Problem set ->
- a) From the holiday allergy article, print the passage starting with "If you are allergy-prone, be" and going on through "too, Marshall added.".
- b) List the main holiday allergy culprits that the holiday allergy article says the two experts agreed on.
- c) For each statement, say whether it agrees with the holiday allergy article, and quote the words that decide it.
(i) Gailen Marshall is an allergist at the University of Mississippi Medical Center.
(ii) Mold spores on an evergreen stop reproducing once the tree is brought indoors.
(iii) Marianne Frieri is a spokesman for the American Academy of Allergy, Asthma and Immunology.

Document excerpt ->

Seasonal triggers can spark reactions; here's help

MONDAY, Nov. 29, 2004 (HealthDayNews) -- 'Tis the season to eat, drink and be merry, but allergy sufferers will most likely sniffle and sneeze their way through the holidays.

Seasonal triggers, including that beautiful seven-foot Christmas tree, can bring on allergies or allergy-like symptoms. But everyone can minimize exposure to holiday allergens without missing out on the merriment, experts say.

If you are allergy-prone, be aware of three problem areas around the holidays, said Dr. Gailen Marshall, an allergist at the University of Mississippi Medical Center in Jackson, and Dr. Marianne Frieri, director of allergy and immunology at the Nassau University Medical Center in East Meadow, N.Y.

The main culprits, they agreed, are the tree, strong odors (think holiday potpourri) and foods with hidden ingredients.

If you react with sniffles or congestion to a fresh tree, it is probably your reaction to microscopic mold spores that reproduce on evergreen even when brought indoors, according to Marshall, a spokesman for the American Academy of Allergy, Asthma and Immunology (AAAAI).

The expert advice has always been to let your tree dry out on an enclosed porch or the garage before bringing it indoors. Shaking it can help, too, Marshall added.

Saved data entries
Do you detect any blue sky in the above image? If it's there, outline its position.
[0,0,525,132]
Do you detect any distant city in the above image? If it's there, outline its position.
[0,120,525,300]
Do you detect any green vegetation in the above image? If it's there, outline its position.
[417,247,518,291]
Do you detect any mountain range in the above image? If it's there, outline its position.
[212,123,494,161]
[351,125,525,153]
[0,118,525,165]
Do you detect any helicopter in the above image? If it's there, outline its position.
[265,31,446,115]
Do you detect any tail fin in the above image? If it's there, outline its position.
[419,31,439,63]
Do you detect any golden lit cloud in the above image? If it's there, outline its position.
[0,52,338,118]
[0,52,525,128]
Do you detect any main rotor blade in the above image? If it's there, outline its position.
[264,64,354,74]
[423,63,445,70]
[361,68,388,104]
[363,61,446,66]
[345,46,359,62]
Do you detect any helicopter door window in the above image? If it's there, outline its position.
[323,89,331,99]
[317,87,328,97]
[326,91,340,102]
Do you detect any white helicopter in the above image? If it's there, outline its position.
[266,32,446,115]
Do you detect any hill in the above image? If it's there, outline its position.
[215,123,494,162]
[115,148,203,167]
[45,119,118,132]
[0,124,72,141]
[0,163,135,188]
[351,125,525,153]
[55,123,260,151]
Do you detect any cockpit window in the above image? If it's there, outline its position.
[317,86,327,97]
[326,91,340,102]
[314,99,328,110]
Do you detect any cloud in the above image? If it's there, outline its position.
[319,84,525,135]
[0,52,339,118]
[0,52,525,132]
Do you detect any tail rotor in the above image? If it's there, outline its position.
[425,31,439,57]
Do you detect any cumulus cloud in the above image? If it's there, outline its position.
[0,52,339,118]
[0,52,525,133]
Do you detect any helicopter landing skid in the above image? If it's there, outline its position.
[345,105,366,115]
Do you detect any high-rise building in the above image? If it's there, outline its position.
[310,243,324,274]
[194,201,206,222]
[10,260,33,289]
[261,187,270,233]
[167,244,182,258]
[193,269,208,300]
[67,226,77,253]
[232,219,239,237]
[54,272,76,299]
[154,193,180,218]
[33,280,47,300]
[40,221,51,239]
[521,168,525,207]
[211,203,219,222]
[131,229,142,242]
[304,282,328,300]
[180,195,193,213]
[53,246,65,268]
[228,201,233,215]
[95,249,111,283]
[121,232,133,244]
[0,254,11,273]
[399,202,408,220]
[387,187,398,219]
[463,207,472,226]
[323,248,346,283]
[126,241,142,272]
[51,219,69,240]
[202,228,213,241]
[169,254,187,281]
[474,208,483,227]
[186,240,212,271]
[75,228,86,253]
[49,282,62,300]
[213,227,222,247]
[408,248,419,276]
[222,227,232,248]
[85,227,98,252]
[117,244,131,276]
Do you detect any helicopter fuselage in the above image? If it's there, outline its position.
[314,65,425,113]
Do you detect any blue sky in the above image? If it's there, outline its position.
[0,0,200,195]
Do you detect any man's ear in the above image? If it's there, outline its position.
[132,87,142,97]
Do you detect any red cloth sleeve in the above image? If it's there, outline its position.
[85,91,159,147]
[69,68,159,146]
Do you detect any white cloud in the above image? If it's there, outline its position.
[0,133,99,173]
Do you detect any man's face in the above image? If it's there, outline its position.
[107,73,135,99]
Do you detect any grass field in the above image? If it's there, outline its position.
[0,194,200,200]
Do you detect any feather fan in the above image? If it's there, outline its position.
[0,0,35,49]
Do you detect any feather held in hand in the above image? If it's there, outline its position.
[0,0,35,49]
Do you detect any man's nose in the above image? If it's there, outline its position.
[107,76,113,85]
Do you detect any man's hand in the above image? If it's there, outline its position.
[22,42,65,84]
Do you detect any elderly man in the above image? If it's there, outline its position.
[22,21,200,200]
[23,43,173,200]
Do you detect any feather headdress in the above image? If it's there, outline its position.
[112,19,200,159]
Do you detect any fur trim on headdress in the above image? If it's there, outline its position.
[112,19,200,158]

Numbered answers ->
- a)
If you are allergy-prone, be aware of three problem areas around the holidays, said Dr. Gailen Marshall, an allergist at the University of Mississippi Medical Center in Jackson, and Dr. Marianne Frieri, director of allergy and immunology at the Nassau University Medical Center in East Meadow, N.Y.

The main culprits, they agreed, are the tree, strong odors (think holiday potpourri) and foods with hidden ingredients.

If you react with sniffles or congestion to a fresh tree, it is probably your reaction to microscopic mold spores that reproduce on evergreen even when brought indoors, according to Marshall, a spokesman for the American Academy of Allergy, Asthma and Immunology (AAAAI).

The expert advice has always been to let your tree dry out on an enclosed porch or the garage before bringing it indoors. Shaking it can help, too, Marshall added.

- b)
- the tree
- strong odors (think holiday potpourri)
- foods with hidden ingredients

- c)
(i) Yes: "Dr. Gailen Marshall, an allergist at the University of Mississippi Medical Center in Jackson"
(ii) No: "microscopic mold spores that reproduce on evergreen even when brought indoors"
(iii) No: "Dr. Marianne Frieri, director of allergy and immunology at the Nassau University Medical Center in East Meadow, N.Y."